→ WRITTEN TASK
Reproduce the listing exactly and skip over any pictures.

→ GIVEN INFORMATION
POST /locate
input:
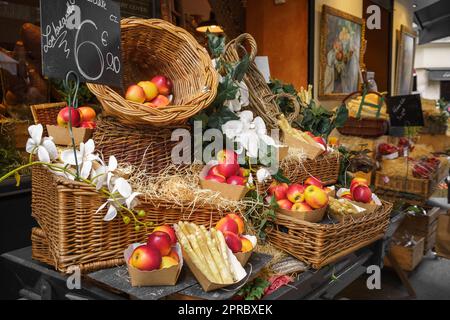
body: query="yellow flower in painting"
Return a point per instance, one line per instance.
(344, 35)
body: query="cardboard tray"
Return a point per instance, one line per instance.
(314, 216)
(311, 151)
(61, 135)
(162, 277)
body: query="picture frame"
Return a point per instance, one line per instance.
(342, 48)
(406, 52)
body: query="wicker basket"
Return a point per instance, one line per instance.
(145, 147)
(152, 47)
(325, 168)
(321, 244)
(77, 236)
(364, 128)
(263, 102)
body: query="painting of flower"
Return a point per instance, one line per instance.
(341, 54)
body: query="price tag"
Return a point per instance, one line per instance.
(82, 36)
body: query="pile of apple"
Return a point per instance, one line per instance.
(310, 196)
(82, 117)
(154, 93)
(158, 252)
(228, 170)
(359, 191)
(232, 227)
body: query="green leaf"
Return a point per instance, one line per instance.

→ CORRECT RESPONSE
POST /locate
input:
body: query="yellow flower in painting"
Return a point per instance, one line per instance.
(344, 35)
body: query="cardboard tray"
Return a point per instance, one line per instance.
(314, 216)
(311, 151)
(61, 135)
(162, 277)
body: query="picture frame"
Return a point per instance, one line per instance.
(342, 48)
(406, 52)
body: query="wicker basket"
Return a point per instance, one line per instance.
(145, 147)
(152, 47)
(325, 168)
(321, 244)
(77, 236)
(364, 128)
(263, 102)
body: query="painting of flower"
Return a point per instance, one line per instance.
(341, 54)
body: query="price tag"
Return a point per instance, one line per instance.
(82, 36)
body: query="pile of apple"
Return a point per instance, one line per instance.
(310, 196)
(82, 117)
(154, 93)
(158, 252)
(228, 170)
(359, 191)
(232, 227)
body: query="green leaf"
Return a point per instance, one line per instance.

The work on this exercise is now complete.